Assignment => Find and copy every line in the records that includes the string "outlines".
[Material shown Boundary: Start]
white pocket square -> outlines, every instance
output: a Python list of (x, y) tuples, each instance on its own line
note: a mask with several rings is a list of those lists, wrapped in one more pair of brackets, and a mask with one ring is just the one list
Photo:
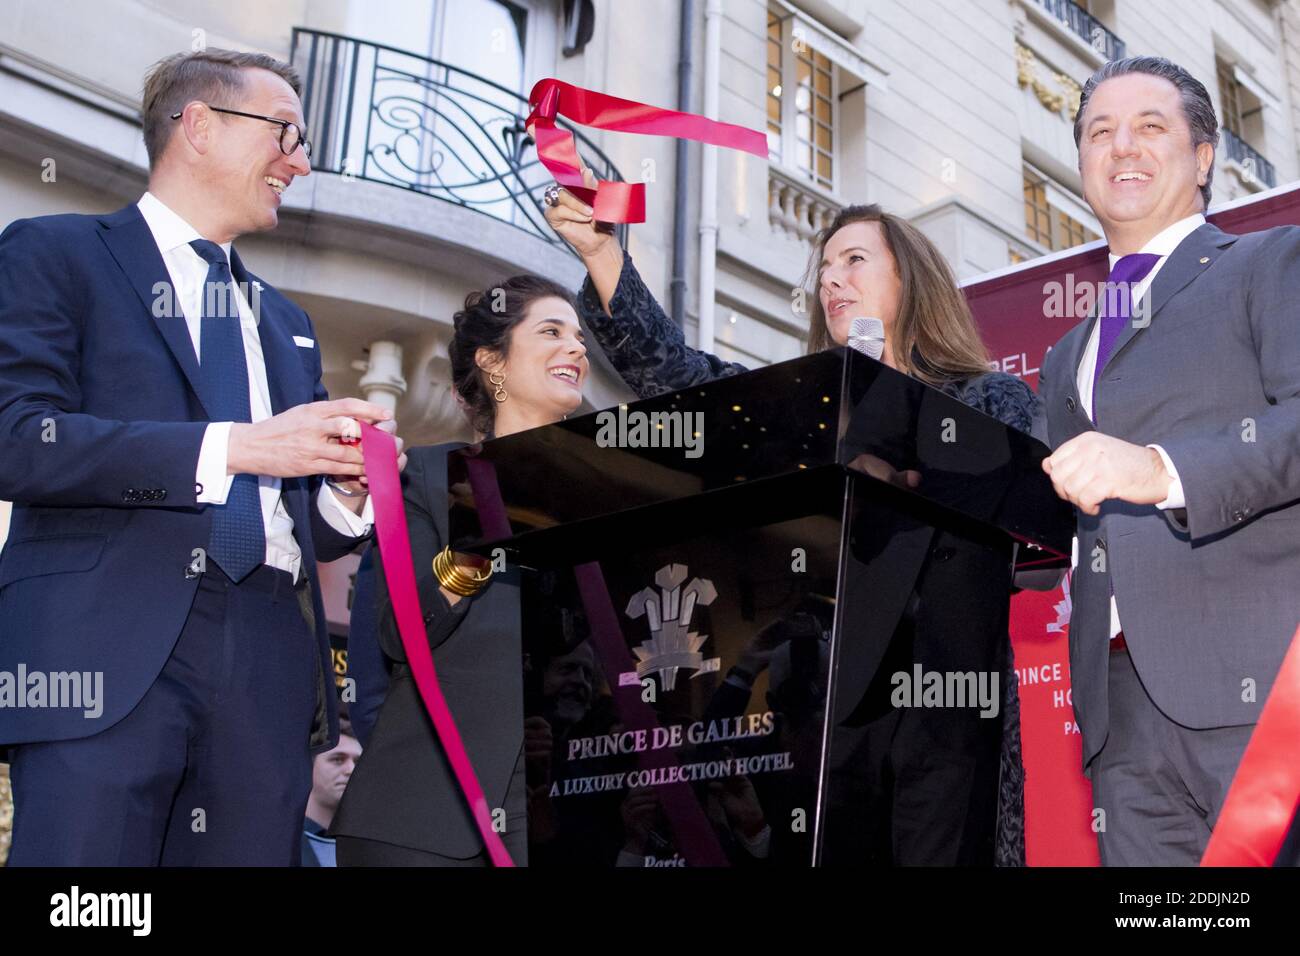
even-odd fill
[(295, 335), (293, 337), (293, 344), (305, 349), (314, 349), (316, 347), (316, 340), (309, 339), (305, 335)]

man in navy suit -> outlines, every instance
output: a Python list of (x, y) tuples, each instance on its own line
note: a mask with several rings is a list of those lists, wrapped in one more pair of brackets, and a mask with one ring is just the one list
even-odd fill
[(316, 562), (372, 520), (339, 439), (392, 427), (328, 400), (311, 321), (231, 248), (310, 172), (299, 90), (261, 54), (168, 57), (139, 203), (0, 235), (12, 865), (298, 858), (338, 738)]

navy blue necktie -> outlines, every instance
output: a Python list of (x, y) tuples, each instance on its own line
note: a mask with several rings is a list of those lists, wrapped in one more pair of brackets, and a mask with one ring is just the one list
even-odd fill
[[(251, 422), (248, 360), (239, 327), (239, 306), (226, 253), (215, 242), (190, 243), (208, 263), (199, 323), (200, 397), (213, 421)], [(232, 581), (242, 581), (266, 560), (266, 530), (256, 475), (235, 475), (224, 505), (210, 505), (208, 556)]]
[Material shown Boundary: End]
Solution for this exercise =>
white pocket square -> outlines, every instance
man in navy suit -> outlines, every instance
navy blue necktie -> outlines, every instance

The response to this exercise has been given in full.